[start of Extracted records]

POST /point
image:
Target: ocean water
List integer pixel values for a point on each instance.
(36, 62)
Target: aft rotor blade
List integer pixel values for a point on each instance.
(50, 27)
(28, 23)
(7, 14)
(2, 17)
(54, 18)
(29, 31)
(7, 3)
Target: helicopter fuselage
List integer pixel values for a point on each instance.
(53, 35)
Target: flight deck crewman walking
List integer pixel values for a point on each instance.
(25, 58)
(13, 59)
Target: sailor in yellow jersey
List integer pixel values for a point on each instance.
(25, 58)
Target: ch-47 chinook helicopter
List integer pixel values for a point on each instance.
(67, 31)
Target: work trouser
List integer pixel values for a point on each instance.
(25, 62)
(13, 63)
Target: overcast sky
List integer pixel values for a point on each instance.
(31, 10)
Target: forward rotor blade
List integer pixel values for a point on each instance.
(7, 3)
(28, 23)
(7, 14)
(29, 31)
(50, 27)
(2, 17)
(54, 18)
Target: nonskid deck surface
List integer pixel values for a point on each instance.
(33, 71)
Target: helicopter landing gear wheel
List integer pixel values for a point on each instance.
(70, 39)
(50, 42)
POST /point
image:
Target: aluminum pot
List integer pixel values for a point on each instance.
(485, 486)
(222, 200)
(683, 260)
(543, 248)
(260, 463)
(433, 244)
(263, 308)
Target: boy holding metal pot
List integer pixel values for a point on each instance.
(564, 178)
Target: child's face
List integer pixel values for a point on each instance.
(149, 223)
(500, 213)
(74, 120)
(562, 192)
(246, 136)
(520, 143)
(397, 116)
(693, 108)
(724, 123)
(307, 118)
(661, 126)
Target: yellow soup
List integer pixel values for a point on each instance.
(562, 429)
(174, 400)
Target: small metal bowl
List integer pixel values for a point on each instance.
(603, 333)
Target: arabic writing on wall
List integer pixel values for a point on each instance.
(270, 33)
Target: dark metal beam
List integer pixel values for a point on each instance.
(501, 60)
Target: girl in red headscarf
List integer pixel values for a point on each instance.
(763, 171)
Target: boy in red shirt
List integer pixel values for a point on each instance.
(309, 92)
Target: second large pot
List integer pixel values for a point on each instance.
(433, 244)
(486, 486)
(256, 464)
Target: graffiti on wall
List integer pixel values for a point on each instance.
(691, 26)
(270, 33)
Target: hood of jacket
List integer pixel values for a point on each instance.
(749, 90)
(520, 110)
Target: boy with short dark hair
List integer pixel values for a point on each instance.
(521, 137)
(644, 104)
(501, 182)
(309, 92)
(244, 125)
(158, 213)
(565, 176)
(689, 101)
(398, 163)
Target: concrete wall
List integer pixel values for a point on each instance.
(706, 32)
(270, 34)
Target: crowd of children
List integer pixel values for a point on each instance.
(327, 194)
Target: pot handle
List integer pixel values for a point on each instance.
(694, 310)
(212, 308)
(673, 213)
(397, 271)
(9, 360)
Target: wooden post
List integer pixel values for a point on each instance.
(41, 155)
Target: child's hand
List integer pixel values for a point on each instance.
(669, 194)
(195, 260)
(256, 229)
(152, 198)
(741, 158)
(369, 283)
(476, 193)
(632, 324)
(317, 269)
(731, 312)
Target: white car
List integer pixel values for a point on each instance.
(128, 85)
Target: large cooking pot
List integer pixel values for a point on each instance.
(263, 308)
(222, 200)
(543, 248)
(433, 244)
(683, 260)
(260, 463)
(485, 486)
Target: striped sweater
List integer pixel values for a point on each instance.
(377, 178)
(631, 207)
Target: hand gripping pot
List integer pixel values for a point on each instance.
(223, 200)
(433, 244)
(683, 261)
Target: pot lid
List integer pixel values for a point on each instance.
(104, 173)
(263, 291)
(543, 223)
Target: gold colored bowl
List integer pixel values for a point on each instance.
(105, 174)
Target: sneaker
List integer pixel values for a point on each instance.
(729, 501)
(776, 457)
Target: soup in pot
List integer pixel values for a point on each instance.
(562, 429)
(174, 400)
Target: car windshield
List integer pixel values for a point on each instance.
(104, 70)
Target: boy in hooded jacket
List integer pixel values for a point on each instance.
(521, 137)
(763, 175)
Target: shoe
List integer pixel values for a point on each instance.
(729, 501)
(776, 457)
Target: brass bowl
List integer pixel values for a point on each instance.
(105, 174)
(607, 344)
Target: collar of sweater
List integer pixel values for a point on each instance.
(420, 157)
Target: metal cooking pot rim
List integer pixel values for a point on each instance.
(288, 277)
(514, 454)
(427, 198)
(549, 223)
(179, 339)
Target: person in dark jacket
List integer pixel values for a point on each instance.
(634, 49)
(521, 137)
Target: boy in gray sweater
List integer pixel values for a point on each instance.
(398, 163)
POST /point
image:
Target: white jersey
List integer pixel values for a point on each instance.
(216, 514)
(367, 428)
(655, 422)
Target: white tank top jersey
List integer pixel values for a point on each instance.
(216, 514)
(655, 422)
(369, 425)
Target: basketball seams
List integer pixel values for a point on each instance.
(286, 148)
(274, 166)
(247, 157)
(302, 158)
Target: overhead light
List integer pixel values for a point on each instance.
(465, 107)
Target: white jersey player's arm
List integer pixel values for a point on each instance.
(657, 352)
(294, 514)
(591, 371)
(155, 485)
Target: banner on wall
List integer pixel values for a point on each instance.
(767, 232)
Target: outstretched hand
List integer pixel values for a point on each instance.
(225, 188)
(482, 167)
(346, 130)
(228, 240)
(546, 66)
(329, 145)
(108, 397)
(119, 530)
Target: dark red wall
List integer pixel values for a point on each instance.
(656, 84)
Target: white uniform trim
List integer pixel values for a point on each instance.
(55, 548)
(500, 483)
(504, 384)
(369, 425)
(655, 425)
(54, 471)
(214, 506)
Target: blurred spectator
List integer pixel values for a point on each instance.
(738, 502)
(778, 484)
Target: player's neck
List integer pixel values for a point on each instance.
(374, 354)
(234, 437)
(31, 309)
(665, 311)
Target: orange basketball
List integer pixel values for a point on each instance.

[end of Extracted records]

▶ **Stated goal**:
In full and verbatim, repeat the records given above.

▶ **Correct result**:
POST /point
image:
Target: ocean water
List integer pixel values for a point on each instance.
(36, 62)
Target: aft rotor blade
List integer pixel values for a point on each instance.
(50, 27)
(28, 23)
(7, 14)
(2, 17)
(54, 18)
(29, 31)
(7, 3)
Target: helicopter fuselage
List integer pixel values for a point on each instance.
(53, 35)
Target: flight deck crewman walking
List integer pixel values for a point on each instance.
(25, 58)
(13, 59)
Target: sailor in yellow jersey
List integer pixel values for a point on each instance.
(25, 58)
Target: ch-47 chinook helicopter
List integer pixel values for a point on each instance.
(67, 31)
Target: work trouser
List integer pixel values for a point on each instance.
(25, 62)
(13, 63)
Target: overcast sky
List integer pixel values for a point on each instance.
(31, 10)
Target: forward rotor blade
List integer pixel values for a point on each instance.
(7, 3)
(28, 23)
(7, 14)
(29, 31)
(50, 27)
(2, 17)
(54, 18)
Target: nonskid deck surface
List integer pixel values for a point on each instance.
(33, 71)
Target: helicopter landing gear wheel
List integer pixel values for a point on each instance.
(70, 39)
(50, 42)
POST /point
image:
Target: aluminum pot
List integer pixel values for a point on each instance.
(485, 486)
(222, 200)
(683, 260)
(543, 248)
(260, 463)
(433, 244)
(263, 308)
Target: boy holding metal pot
List integer pixel values for a point on each instance.
(564, 178)
Target: child's face
List integer pixel values for a point on each instance.
(149, 223)
(500, 213)
(74, 120)
(562, 192)
(246, 136)
(520, 143)
(397, 116)
(693, 108)
(724, 123)
(307, 118)
(661, 126)
Target: yellow soup
List integer pixel values for a point on each instance.
(562, 429)
(174, 400)
Target: small metal bowl
List integer pixel values for a point on each instance.
(603, 333)
Target: arabic writing on wall
List integer pixel values for a point on each instance.
(270, 33)
Target: dark metal beam
List integer pixel values for a point on each instance.
(501, 60)
Target: girl in red headscarf
List integer pixel values for a point on each instance.
(763, 171)
Target: boy in red shirt
List integer pixel values for a point on each instance.
(309, 92)
Target: second large pot
List integer pixel values for a point on each instance.
(433, 244)
(486, 486)
(256, 464)
Target: graffiti on wall
List integer pixel values for a point on each instance.
(691, 26)
(270, 33)
Target: hood of jacket
List integer pixel values for a point on each instance.
(749, 90)
(520, 110)
Target: boy with short dark hair
List integer pixel values for a point on each instance.
(521, 137)
(644, 104)
(501, 182)
(309, 92)
(244, 125)
(158, 213)
(565, 176)
(689, 101)
(398, 163)
Target: concrete wall
List integer pixel values for a point on each instance.
(706, 32)
(270, 34)
Target: crowd of children
List integer pixel values for a point on each instance.
(327, 194)
Target: pot handle
List integer pixel values for a point on each instance.
(694, 310)
(212, 308)
(673, 213)
(397, 271)
(9, 360)
Target: wooden post
List integer pixel values for a point on each instance.
(41, 155)
Target: child's hand
List integer pixel values for a point on each instance.
(669, 194)
(195, 260)
(256, 229)
(152, 198)
(741, 158)
(369, 283)
(476, 193)
(632, 324)
(317, 269)
(731, 312)
Target: white car
List integer pixel values for a point on each instance.
(128, 85)
Target: large cooking pot
List integer pixel values for a point on each instance.
(263, 308)
(222, 200)
(543, 248)
(433, 244)
(683, 260)
(260, 463)
(485, 486)
Target: striped sweater
List integer pixel values for a point on each instance.
(377, 178)
(631, 207)
Target: hand gripping pot
List integer pixel values for a point on each instance.
(223, 200)
(433, 244)
(683, 261)
Target: pot lid
List integer pixel values for a point on each instance.
(104, 173)
(263, 291)
(543, 223)
Target: gold colored bowl
List integer pixel values for a point on each instance.
(105, 174)
Target: sneaker
List integer pixel values for a point on each instance.
(729, 501)
(776, 457)
Target: soup in pot
List integer pixel values for a point on each instance.
(562, 429)
(174, 400)
Target: car windshield
List integer pixel values for a point on each instance.
(104, 70)
Target: boy in hooded jacket
List integer pixel values for a point on each instance.
(521, 137)
(763, 175)
Target: shoe
List integer pixel values for a point on each instance.
(729, 501)
(776, 457)
Target: brass bowl
List integer pixel values for a point on each instance.
(105, 174)
(607, 344)
Target: collar of sweater
List integer pixel values for a point on each instance.
(420, 157)
Target: metal cooking pot rim
List integer pixel values for a point on each instance.
(288, 277)
(514, 454)
(427, 198)
(549, 223)
(179, 339)
Target: person in dark jacket
List integer pixel values for a point on each instance.
(634, 49)
(521, 137)
Target: boy in gray sweater
List integer pixel values for a point on each instance.
(398, 163)
POST /point
image:
Target: white jersey
List integer pixel values for a point on each instance.
(216, 514)
(367, 428)
(655, 422)
Target: white tank top jersey
List integer pixel values for a point on each instance.
(216, 514)
(655, 422)
(369, 425)
Target: basketball seams
List integer pixel values for a point on each instance.
(286, 148)
(274, 166)
(247, 157)
(302, 158)
Target: overhead light
List integer pixel values for a point on each instance.
(465, 107)
Target: white jersey player's arm
List integer pixel values for a point on each instance.
(657, 352)
(294, 514)
(591, 371)
(155, 485)
Target: banner on wall
List integer pixel values for a point on each instance.
(767, 232)
Target: outstretched hand
List integer pixel values for a point on each instance.
(225, 188)
(482, 167)
(346, 130)
(228, 240)
(546, 66)
(329, 145)
(108, 397)
(119, 530)
Target: dark red wall
List integer pixel values for a point on each instance.
(656, 84)
Target: white uniform trim
List integer pixel values for a point on each instance.
(55, 548)
(500, 483)
(504, 384)
(369, 425)
(655, 425)
(54, 471)
(214, 506)
Target: blurred spectator
List integer pixel values for a point on each instance.
(738, 502)
(778, 484)
Target: player's neck
List integer pixel values for a point on each instance.
(374, 354)
(234, 437)
(31, 309)
(665, 311)
Target: orange basketball
List integer pixel values for a point on each instance.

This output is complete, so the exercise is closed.